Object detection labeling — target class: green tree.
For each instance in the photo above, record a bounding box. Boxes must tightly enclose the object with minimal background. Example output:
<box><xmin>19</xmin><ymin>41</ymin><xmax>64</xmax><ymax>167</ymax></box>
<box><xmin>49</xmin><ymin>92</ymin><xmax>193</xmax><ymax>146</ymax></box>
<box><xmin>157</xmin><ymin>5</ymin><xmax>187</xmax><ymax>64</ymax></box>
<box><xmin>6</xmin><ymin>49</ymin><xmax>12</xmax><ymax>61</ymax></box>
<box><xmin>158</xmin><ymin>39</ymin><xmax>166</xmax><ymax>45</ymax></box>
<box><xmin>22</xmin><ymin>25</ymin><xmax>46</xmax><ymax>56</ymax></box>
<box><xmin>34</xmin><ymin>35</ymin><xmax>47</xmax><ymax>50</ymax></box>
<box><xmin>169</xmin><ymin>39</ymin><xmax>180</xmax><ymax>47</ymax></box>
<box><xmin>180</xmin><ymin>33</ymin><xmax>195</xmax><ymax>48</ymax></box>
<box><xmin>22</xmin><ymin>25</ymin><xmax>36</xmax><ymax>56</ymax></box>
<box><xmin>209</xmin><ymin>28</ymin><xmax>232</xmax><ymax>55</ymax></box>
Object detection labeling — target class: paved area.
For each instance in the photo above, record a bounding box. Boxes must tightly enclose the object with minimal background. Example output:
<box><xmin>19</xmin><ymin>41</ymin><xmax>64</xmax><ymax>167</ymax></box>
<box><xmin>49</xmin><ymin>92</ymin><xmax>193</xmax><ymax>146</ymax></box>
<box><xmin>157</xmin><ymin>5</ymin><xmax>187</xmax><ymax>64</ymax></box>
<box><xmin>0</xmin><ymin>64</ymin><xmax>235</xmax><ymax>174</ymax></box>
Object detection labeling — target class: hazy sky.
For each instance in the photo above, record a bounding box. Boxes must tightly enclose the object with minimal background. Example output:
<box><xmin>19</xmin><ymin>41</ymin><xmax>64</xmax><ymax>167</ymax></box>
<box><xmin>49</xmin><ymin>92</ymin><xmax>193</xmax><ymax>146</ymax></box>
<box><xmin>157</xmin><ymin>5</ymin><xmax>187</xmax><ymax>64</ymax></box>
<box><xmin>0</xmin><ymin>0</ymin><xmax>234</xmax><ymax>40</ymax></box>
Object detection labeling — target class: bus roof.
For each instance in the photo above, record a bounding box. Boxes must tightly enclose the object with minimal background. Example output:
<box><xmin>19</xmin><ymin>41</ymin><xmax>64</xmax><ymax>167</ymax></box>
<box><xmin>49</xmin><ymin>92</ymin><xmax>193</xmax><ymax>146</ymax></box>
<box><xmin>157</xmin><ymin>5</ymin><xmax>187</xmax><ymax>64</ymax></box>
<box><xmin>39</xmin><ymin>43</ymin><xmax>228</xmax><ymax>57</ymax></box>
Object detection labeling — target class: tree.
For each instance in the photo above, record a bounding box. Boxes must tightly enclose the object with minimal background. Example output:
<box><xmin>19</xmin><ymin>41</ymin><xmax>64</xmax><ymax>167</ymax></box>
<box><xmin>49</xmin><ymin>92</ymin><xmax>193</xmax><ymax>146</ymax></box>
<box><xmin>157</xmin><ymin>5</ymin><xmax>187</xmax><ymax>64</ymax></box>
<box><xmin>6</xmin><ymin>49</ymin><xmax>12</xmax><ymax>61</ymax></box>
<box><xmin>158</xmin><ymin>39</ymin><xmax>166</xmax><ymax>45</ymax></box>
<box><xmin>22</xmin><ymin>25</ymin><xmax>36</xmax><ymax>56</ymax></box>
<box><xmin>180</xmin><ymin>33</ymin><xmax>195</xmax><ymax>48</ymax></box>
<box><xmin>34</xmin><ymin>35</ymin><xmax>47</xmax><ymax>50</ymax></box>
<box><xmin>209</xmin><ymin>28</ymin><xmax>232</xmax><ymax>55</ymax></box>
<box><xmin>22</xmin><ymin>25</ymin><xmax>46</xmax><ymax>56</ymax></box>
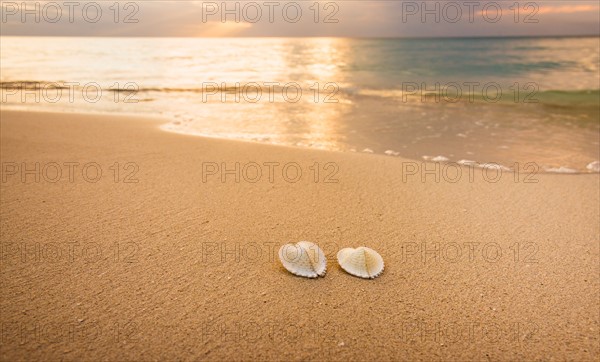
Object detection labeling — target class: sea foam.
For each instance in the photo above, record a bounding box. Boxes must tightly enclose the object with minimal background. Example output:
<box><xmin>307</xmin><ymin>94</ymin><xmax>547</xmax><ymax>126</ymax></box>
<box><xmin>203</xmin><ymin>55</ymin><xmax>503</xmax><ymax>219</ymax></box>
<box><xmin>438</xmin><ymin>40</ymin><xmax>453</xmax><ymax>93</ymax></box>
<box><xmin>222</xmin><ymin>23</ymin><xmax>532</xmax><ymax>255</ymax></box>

### What the task asks
Whenever a line above contains "target", copy that line.

### Answer for the task
Object detection labeling — target class: green tree.
Object detection labeling — target class: paved area.
Object detection labeling — target class: hazy sky.
Object detection labeling — target class: bus roof.
Object detection labeling — target class: tree.
Object detection labeling — target class: sea foam.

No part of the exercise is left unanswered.